» Alıştırma görevleri
(A) Gastronomi turizmi metninde, gastronomi alanında uğraş veren derneklere para dışında nasıl destek verilmesi gerektiği sayılıyor. Bu destek biçimlerinin hepsini sıralayın.
(B) Gastronomi turizmi metnine göre aşağıdaki soruları yanıtlayın; her yanıtı sorunun işaretiyle verin.
(i) Hiçbir yerde bulunamadığı söylenen, kaymakla birlikte sunulan yiyecek hangisidir?
(ii) Son 20 yılda gençleri aşçılığa teşvik eden kursların ve okulların açıldığı şehirlerin başında hangisi gelir?
(iii) Fransa'ya gelen hafta sonu turistleri ne zaman gelir, ne zaman döner?
(C) Gastronomi turizmi metnindeki şu cümleyi İngilizceye çevirin: "Bu aynı zamanda gençlerimize çok ciddi bir iş sahası sağlayacaktır, zaten sağlamaktadır."

» Verilen metin
BÜLENT AKARCALI: Tabii, bunun içine tatlılar da girecek, meyvelerin kullanımı da gelecek; mesela ayvanın kullanımı, yani pişmiş ayvanın, bak, kaymakla birlikte sunulan pişmiş ayvayı hiçbir yerde bulamazsınız; ayva her yerde bulunabilir, kaymak her yerde bulunabilir ama ikisini bir araya getiren kültür bizde var, bunun gibi daha nice çeşitlerimiz, nice mutfak zenginliğimiz bulunmaktadır. Peki, hemen burada, Kesin bey, şeyi sorayım size, şimdi etkinliklere geçelim, hani biz bu gastronomi turizmini nasıl daha… Tamam, hemen onu ben sorayım size, pasım orada, şimdi niye bu kadar bunu anlattım, Türkiye’deki gastronomi turizmi, devlet başta olmak üzere, ki veriyor desteğini. Ama buna ne kadar destek verirse o kadar geri gelecek, yani kuyuya atılmış, boş, boş kuyuya atılmış para değildir; belediyelerimizin, hatta sanayi ve ticaret odalarımızın, çünkü gastronomi, dediğiniz zaman, o gastronomi için üretilen araçlar, gereçler var, sanayiyi destekliyor, Türkiye bu konuda da bayağı ileri adımlara gitti. Ticaret, dediğiniz zaman, o gastronomide kullanılan bütün malzemelerin ticareti var. Dolayısıyla, bütün sektörleri kapsayan bir husus.

SERTAN KIRÇO: Gastronomi fuarları ve etkinliklerinin önemi nedir?

BÜLENT AKARCALI: Şimdi Türkiye’de çok ciddi gastronomi fuarları, gastronomi günleri düzenleniyor, bunlara herkesin sahip çıkması gerekir ve bu konuda uğraş veren derneklere de çok ciddi destek gerekiyor. Destek derken illaki para desteği değil, onlara sahip çıkmak, onların organizasyonlarını yapabilmeleri için fuarlarını yapabilmeleri için kendilerine yerler tahsis etmek, onlara öncelik vermek. Bu aynı zamanda gençlerimize çok ciddi bir iş sahası sağlayacaktır, zaten sağlamaktadır. Son 20 sene içinde, yani başta İstanbul olmak üzere, çok şehrimizde gençleri aşçı olmaya teşvik eden, yetiştiren kurslar ve okullar açılmıştır, üniversitelerimizde de girmiştir. Doğrudur, çünkü neden, şu anda Türkiye, dünyanın en önde gelen turizm ülkelerinden biri. Aslında biz Avrupa’nın birincisiyiz, yani Fransa bizden daha ileri görünüyor ama Fransa’nın turizminin, turistinin neredeyse yarısı Avrupa’dan trenle ve arabayla gelen hafta sonu turistidir. Cuma akşamından gelirler, pazar akşamı veya pazartesi sabahı dönerler; bizim turistim ise öyle değil, günlük turist değil, kalıcı turist.

» Çıkarılan liste
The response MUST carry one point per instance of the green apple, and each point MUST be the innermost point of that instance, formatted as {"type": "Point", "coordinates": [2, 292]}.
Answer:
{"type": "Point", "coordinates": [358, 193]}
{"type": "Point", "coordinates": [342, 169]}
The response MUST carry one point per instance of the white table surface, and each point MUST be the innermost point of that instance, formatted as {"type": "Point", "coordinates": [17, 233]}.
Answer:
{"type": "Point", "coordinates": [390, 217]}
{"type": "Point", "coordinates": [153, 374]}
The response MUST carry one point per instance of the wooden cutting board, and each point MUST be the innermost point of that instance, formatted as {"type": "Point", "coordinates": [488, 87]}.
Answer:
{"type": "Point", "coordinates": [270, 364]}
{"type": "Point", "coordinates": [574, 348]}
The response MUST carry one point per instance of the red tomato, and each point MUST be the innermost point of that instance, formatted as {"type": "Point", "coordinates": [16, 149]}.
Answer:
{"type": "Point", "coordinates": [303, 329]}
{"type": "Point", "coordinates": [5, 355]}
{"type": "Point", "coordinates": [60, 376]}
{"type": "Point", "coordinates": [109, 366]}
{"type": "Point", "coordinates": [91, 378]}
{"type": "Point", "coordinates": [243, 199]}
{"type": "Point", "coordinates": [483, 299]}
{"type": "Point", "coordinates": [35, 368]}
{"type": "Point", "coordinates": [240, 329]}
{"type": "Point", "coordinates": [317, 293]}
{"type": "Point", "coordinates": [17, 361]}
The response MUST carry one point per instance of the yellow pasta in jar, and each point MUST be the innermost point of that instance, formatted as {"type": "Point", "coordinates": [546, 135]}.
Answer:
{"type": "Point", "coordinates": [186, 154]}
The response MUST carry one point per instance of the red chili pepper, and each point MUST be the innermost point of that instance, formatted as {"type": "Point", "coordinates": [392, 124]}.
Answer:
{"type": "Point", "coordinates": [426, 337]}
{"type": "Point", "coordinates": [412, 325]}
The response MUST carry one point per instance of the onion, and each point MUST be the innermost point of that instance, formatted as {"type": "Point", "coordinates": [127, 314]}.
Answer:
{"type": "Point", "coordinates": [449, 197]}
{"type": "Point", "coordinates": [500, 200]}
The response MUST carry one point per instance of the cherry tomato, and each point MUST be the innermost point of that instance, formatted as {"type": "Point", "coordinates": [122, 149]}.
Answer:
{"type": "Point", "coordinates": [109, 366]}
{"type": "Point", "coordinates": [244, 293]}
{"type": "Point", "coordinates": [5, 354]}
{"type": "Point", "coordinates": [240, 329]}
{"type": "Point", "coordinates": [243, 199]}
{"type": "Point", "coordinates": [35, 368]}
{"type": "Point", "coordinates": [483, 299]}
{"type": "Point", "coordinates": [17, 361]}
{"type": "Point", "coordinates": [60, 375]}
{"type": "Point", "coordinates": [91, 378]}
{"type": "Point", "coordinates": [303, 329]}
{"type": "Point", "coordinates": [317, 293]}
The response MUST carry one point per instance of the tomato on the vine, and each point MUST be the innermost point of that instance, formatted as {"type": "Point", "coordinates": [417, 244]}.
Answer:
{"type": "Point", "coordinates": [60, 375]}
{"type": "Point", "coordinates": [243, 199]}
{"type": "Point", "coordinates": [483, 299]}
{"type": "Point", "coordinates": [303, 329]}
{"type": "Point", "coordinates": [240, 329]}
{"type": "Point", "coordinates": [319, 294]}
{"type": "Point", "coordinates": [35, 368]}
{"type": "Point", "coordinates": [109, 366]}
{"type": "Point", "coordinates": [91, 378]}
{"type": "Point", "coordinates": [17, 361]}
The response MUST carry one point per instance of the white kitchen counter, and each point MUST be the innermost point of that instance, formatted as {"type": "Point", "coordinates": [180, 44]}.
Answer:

» Görev yanıtları
(A)
- Onlara sahip çıkmak
- Organizasyonlarını ve fuarlarını yapabilmeleri için kendilerine yerler tahsis etmek
- Onlara öncelik vermek

(B)
(i) Pişmiş ayva.
(ii) İstanbul.
(iii) Cuma akşamı gelirler; pazar akşamı veya pazartesi sabahı dönerler.

(C) This will also provide our young people with a very significant field of work; indeed, it already does.